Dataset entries
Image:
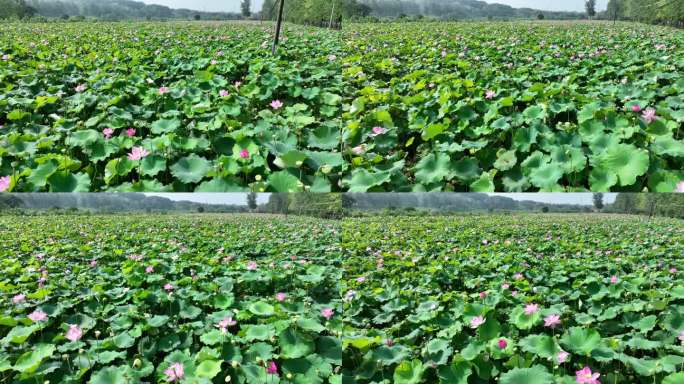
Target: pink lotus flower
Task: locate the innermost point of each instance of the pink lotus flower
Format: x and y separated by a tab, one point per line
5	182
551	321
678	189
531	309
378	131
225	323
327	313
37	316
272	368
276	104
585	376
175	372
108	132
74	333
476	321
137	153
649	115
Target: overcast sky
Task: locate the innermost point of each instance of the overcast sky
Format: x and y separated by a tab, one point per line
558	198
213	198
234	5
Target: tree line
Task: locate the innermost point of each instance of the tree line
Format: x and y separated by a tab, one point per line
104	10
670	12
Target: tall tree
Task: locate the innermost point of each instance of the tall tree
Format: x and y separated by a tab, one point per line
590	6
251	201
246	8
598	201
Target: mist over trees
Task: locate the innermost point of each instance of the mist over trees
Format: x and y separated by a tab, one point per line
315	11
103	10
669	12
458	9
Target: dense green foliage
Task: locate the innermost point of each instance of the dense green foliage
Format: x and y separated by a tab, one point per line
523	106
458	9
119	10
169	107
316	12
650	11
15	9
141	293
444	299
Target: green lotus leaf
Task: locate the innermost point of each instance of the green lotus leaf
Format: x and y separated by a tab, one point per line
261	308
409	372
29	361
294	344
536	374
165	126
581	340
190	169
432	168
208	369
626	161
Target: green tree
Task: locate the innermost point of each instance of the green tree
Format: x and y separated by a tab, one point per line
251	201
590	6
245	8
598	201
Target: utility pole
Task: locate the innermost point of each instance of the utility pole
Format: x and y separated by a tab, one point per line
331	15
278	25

#### Work instruction
Without the pictures, restate all of the entries above verbatim.

#### Result below
Image:
Target: pink lotus flower
Task: locate the innermost point of each instance of the pink lotus flower
Format: x and y separated by a tab, one point per line
5	182
551	321
678	189
531	309
378	131
225	323
327	313
37	316
272	368
276	104
585	376
175	372
108	132
74	333
476	321
137	153
649	115
Target: overcast sky
Task: locate the innermost point of each instance of the overcast sky
Format: x and y separated by a tab, one point per line
558	198
213	198
234	5
Target: tree line
Task: locate the innermost point of each instance of the tree line
Format: x and y separated by a tab, one point per line
104	10
670	12
Target: tall tree
Task: locate the innermost point of each instance of the tall tree
Format: x and y separated by a tab, one point per line
590	6
251	201
246	8
598	201
Target: mist over trees
Task: locate the innermost point of each instance of the mist over trees
Format: x and y separated by a tab, one point per line
315	11
103	10
669	12
458	9
Target: dense green foliage
Task: locate the innermost point of each instance of the dense green foliage
Format: x and y separated by a tab, one point per line
523	106
458	9
119	10
169	107
316	12
650	11
15	9
141	293
444	299
Target: green lotus leaf
Task: locate the innermost point of each instance of the green lotus leaf
Format: x and y separated by a tab, one point per line
261	308
409	372
29	361
294	344
536	374
165	126
581	340
190	169
432	168
208	369
626	161
Target: green tree
Task: locate the innermost point of each instance of the green tree
Format: x and y separated by a tab, one point per line
251	201
590	6
245	8
598	201
Target: utility pole
Task: locate the innermost point of each instance of the utility pole
Format: x and y separated by a tab, one point per line
331	15
278	25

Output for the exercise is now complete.